[Source document]
Do you suffer from imposter syndrome(, too)?
I was going to write about meaningless texts. No, not political speeches, but blogs, editorials and what not, that fill page after page without ever saying anything. But alas, the imposter syndrome came up again, and I figured I’d focus on this instead. It’s more in tune with my writing on Mondays. Last Friday, I finally heard back from my publisher and editor, the first feedback on my coming novel. I’d been waiting for it for weeks and weeks, and it’s been like sitting on nails, waiting to hear whether the book was “good enough” to be published or not.
“I have written eleven books, but each time I think, ‘Uh oh, they’re going to find out now. I’ve run a game on everybody, and they’re going to find me out.'”
Funny, my coming novel is my eleventh, too. It’s weird, because my emotions have changed a great deal since I wrote my first two novels, and published them virtually at the same time. Back then, in 2013, my biggest fear was that I wasn’t good, period. When you’ve never written fiction before, you can’t know whether you’re good or not. So you wait. You wait for the verdict from the experts: publishers and editors. At the time I didn’t have a publisher. I self-published. My editors were external and well regarded. I was extremely relieved when they gave me two thumbs-up for my writing.
Something changed after the initial success. I received “a lot” (it’s all relative, I know) of favorable reviews, and when the publication of my third novel loomed, fear set in: “will it hold up?”, “is it as good as the first two?”, and for the first time, “will people see through the pretense, the fake? Will they see me as the fraud I really am?”
Because here’s the thing for any artist, any professional (I hope): for every project, every book, painting, symphony we create, tackle, we want to improve. We want to better ourselves, fewer mistakes, fewer typos and grammatical errors for the editor to plow through, fewer plot holes, a tighter plot, more artistic build-up etc. A better product, a better work of art. We increase the pressure on ourselves.

[Assignment A]
From the post on imposter syndrome, set down the stretch from "I was going" through "published or not." word for word.
[Assignment B]
In the post on imposter syndrome, in what year did the writer publish their first two novels?
[Assignment C]
Continue the post on imposter syndrome from its last sentence.

[Information shown]
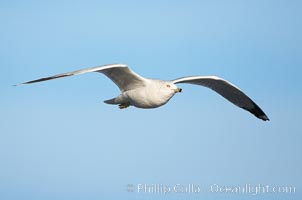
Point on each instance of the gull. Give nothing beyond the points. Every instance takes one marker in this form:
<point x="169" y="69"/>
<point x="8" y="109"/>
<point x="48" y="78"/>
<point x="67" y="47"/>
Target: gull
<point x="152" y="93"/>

* * *

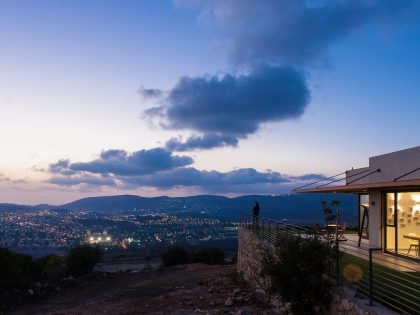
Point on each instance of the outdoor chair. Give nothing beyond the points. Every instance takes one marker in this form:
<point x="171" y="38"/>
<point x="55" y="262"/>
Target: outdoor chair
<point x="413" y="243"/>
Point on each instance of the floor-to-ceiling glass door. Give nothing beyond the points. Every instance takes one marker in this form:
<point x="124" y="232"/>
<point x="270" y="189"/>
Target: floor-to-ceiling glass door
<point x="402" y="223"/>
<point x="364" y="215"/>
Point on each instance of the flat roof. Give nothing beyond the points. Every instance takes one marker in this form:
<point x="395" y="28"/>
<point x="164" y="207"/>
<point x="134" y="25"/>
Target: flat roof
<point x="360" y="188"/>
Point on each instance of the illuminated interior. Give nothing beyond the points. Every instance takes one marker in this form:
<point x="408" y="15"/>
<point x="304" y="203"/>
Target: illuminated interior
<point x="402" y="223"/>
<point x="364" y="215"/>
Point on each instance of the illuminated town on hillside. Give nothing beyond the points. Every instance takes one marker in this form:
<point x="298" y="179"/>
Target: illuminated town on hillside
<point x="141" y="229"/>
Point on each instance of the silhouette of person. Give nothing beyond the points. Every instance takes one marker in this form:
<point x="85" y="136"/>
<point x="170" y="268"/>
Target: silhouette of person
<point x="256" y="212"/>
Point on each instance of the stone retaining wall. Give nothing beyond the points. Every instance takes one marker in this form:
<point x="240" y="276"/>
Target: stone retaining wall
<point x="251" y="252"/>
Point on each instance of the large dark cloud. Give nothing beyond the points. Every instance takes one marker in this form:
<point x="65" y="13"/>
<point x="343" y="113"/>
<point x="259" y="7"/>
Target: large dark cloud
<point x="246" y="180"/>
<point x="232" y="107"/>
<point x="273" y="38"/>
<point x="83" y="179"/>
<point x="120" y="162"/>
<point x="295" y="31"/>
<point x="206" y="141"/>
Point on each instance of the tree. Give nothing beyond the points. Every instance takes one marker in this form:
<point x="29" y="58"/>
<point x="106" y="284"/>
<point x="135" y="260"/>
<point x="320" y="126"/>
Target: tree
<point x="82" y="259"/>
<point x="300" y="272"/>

[Final answer A]
I was going to write about meaningless texts. No, not political speeches, but blogs, editorials and what not, that fill page after page without ever saying anything. But alas, the imposter syndrome came up again, and I figured I’d focus on this instead. It’s more in tune with my writing on Mondays. Last Friday, I finally heard back from my publisher and editor, the first feedback on my coming novel. I’d been waiting for it for weeks and weeks, and it’s been like sitting on nails, waiting to hear whether the book was “good enough” to be published or not.

[Final answer B]
2013

[Final answer C]
That was 2013. Four years later, arriving at novel eleven, book fifteen, I’m a nervous wreck. Disease isn’t just a departure from much of what I’ve done before: first person narrative, diary style, with a commentary from a second first person. I’ve never done that before, and there’s no way for my narrator to interject, add commentary. It’s just two people talking, into the pages of a diary never aimed at being read, or was it? I’m still not 100% sure of Hunter’s intentions with his decision to write things down. I doubt he intended for people to read it… It is one of the dilemmas his partner, Ethan, has to deal with.
I’ve written short stories in a first person narrative, but it’s a risky endeavor. Far from all readers like it. I worked harder on this manuscript than any previous book. Simply because of my worries about its quality. I sent it to my publisher on June 28th. I’ve been waiting for any sort of “sign” since then. I know, two months, right? That’s nothing… Well, to me it seemed like an eternity. A crippling, completely disabling eternity, because when you think you’re about to be caught with your pants around your ankles, you don’t dare to move a muscle… Finally, last Friday, six words released me from my agony:
“it’s really good, by the way.”
Six words in an e-mail about something else entirely. Alas, the best six words I’d hear in a long time. Now the thing with imposter syndrome is that I’m not off the hook. Needless to say, that I will go through this again with my next book, and I know that it gets worse, for every manuscript I send off. What is it like for you? Do you feel the same? How do you deal with the anxiety?